It’s a new dawn for the three casino winners in New York City, and the same could be said for those they will impact.

Approximately six weeks ago, the downstate New York casino process concluded with all three finalists — Bally’s Bronx, Resorts World NYC and Metropolitan Park — receiving full commercial licences.

After several years of intense competition, the dust has settled, but now several more years of hard work lie ahead. Resorts World plans a $5.5 billion expansion and renovation of its existing Queens facility; Metropolitan Park is an $8 billion mixed-use complex adjacent to Citi Field, also in Queens; and Bally’s will build a $4 billion integrated resort at its Bronx golf course.

Resorts World is planning to launch the first phase of its expansion by July of this year, and the other two have projected single-phase openings in 2030.

The three will face varying tax rates, with each having pitched their own during the bid process. Resorts World will pay the highest tax — 56% on slots and 30% on tables — with Bally’s in second at 30% and 10% and Metropolitan Park third at 25% and 10%.

While the winners are beginning their development work, a range of other storylines are beginning to emerge as the broader region reacts to the impending competition. Some are within the state, like digital expansion, prediction markets and the outlying Seneca Nation compact renewal, and some are external, such as New Jersey’s ever-present expansion efforts.

Up-front fees, long-term vision for Bally’s

The licensees have vastly different projects before them, but money is a big consideration for each. All three faced $500 million licence fees and each project’s estimated cost is well above the state’s $500 million investment minimum.

Bally’s, which is the most financially stretched of the three, faces an additional $115 million kicker as part of its site purchase agreement with the Trump Organization. At the same time, the company is embarking on a $1.19 billion Las Vegas Strip project and working to finish its $1.7 billion permanent Chicago casino. This glacier of costs is being thawed by a mix of proceeds from its megadeal with Intralot last summer and a new $1.1 billion loan from December.

Bally’s told iGB it has “every motivation” to get started in New York this year.

“We have an opportunity to actually shape the city I grew up in. It shaped me, so in some ways it’s giving back,” Bally’s Chair Soo Kim said at ICE Barcelona last month. “I’m a public school kid, so the notion that you can come to New York and many years later help define it or shape it in some way is pretty exciting.”

Resorts World, Met Park hard at work

Like Bally’s, Resorts World has had to do a fair bit of money manoeuvering to prepare for its expansion. The casino plans to outfit existing, unused space at its VLT facility in order to launch by the summertime. In doing so, its parent Genting has begun the process of selling its Resorts World Catskills property and consolidating its Malaysian subsidiary, both of which are ongoing.

Prompt 1: According to the casino article, where will Bally's build its $4 billion integrated resort?
Prompt 2: Return the casino article's wording from "The three will" to "million investment minimum.".
The entries have no connection to the casino article.

Supplied data:
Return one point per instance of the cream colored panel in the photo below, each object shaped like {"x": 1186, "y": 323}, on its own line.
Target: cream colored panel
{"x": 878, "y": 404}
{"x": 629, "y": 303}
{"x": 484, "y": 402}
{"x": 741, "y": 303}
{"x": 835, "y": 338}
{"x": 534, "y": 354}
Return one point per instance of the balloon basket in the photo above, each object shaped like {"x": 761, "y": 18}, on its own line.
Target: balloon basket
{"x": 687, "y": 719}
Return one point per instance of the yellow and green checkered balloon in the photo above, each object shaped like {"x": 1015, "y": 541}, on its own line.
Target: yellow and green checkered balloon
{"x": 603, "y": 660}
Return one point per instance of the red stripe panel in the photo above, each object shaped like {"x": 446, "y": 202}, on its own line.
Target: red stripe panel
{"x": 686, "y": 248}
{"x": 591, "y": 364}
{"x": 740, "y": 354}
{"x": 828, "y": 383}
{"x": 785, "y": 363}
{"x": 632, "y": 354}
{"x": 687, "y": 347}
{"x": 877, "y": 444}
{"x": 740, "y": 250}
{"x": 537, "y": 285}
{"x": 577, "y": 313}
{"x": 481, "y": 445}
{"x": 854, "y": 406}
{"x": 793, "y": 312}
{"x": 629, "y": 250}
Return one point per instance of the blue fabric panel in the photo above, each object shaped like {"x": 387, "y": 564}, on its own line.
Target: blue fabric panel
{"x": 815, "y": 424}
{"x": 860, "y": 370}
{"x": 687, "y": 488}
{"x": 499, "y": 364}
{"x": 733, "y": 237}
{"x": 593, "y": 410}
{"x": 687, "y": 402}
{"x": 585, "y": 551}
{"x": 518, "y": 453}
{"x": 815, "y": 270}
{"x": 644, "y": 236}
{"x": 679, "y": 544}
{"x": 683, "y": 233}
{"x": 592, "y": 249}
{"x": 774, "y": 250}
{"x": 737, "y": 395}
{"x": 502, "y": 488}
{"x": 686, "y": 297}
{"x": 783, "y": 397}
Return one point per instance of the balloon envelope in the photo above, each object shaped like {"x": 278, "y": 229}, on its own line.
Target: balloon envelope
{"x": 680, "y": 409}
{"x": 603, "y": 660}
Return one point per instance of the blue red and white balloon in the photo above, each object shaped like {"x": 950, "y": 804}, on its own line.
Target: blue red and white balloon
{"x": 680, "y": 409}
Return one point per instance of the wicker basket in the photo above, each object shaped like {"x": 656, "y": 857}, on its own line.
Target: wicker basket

Exercise answer 1: At its Bronx golf course.

Exercise answer 2:
The three will face varying tax rates, with each having pitched their own during the bid process. Resorts World will pay the highest tax — 56% on slots and 30% on tables — with Bally’s in second at 30% and 10% and Metropolitan Park third at 25% and 10%.

While the winners are beginning their development work, a range of other storylines are beginning to emerge as the broader region reacts to the impending competition. Some are within the state, like digital expansion, prediction markets and the outlying Seneca Nation compact renewal, and some are external, such as New Jersey’s ever-present expansion efforts.

Up-front fees, long-term vision for Bally’s

The licensees have vastly different projects before them, but money is a big consideration for each. All three faced $500 million licence fees and each project’s estimated cost is well above the state’s $500 million investment minimum.